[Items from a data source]
_ _ _

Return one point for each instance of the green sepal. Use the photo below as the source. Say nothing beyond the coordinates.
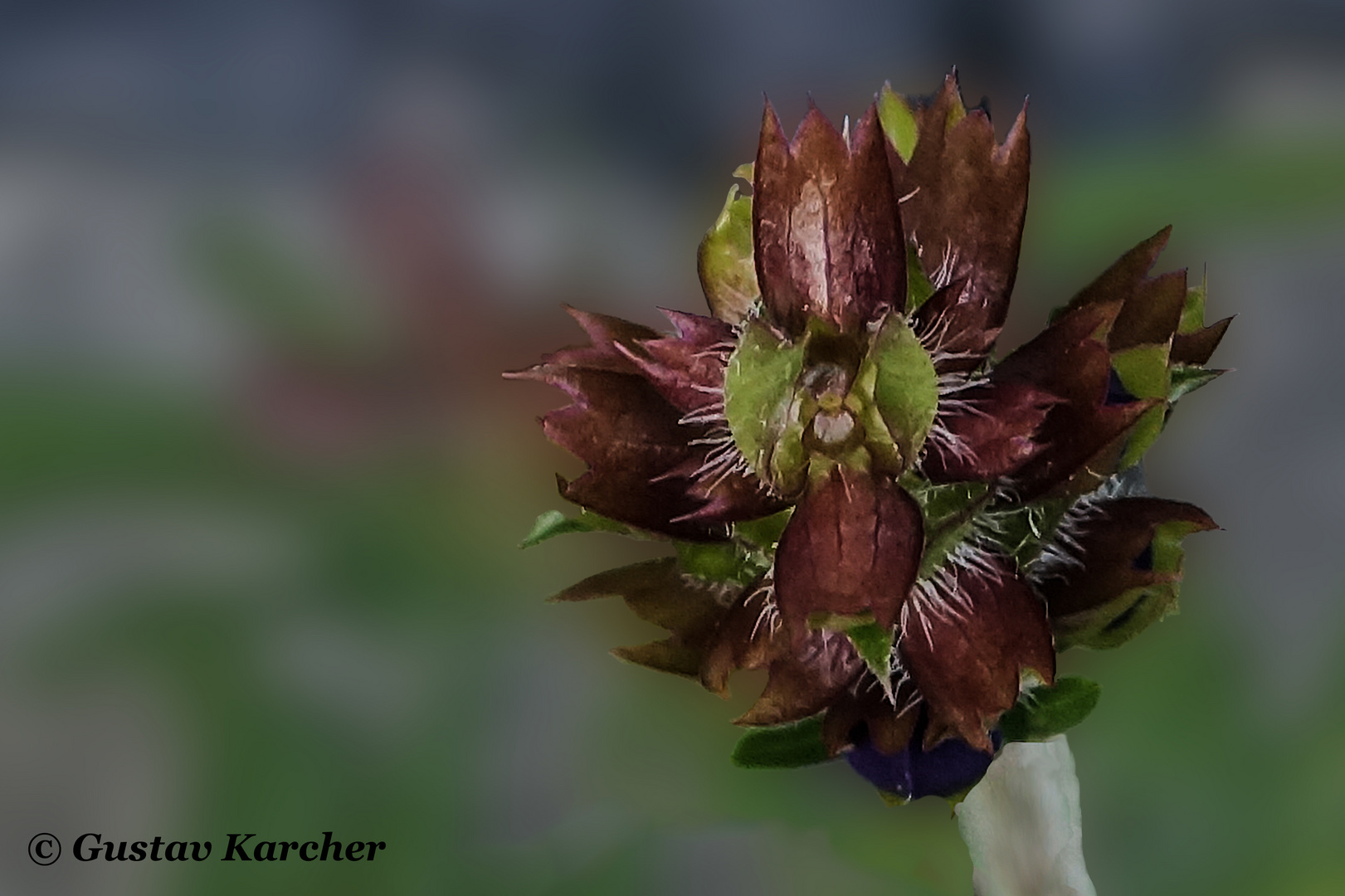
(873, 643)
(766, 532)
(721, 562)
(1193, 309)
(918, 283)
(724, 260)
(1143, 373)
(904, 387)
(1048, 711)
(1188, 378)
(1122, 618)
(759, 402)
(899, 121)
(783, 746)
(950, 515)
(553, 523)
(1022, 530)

_ _ _

**To do**
Copy the records above word for word, leaving out the pictures.

**The output**
Return one point for each instance of the green sepal. Use the photo below as the source. Say nothing beyond the coordinates.
(873, 643)
(766, 532)
(721, 562)
(1193, 309)
(918, 283)
(724, 260)
(1143, 373)
(904, 387)
(1048, 711)
(1188, 378)
(1122, 618)
(759, 402)
(899, 121)
(783, 746)
(950, 515)
(553, 523)
(1022, 530)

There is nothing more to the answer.